According to the given text, what default value does the "instance_type" variable have?

- **Given text**
****************

Create the “variables.tf” file in the Controller folder

variable "aws_region" {
  type    = string
  default = "us-west-1"
}

variable "key" {
  type    = string
  default = "Mykey" #be sure to update with the name of your EC2 Key pair for your region
}
variable "instance_type" {
  description = "Type of EC2 instance to use"
  type        = string
  default     = "t2.micro"
}
variable "environment" {
  description = "User selects environment"
  type        = string
  default     = "Test"
}
variable "your_name" {
  description = "Your Name?"
  type        = string
  default     = "Joe"
}

Create the file “bootstrap_controller.sh”

#!/bin/bash
sudo yum -y update
hostnamectl set-hostname Controller
sudo yum install unzip
sudo yum install -y awscli
sudo amazon-linux-extras list | grep ansible2
sudo amazon-linux-extras enable ansible2
sudo yum install -y ansible
aws s3 cp s3://your-bucket-name-ansible/WordPress /home/ec2-user/WordPress --recursive

Create the S3 Policy in the Controller folder

This will give our controller permission to copy files from our S3 bucket. Be sure to edit the ARN information to reflect the appropriate S3 bucket name for your deployment.

****************

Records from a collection
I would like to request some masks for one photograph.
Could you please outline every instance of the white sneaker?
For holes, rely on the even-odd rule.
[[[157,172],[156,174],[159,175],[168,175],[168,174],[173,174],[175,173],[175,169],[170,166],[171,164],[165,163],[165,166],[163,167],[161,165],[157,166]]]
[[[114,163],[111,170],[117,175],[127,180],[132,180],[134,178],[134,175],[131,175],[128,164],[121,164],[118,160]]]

****************

- **Exercise response**
t2.micro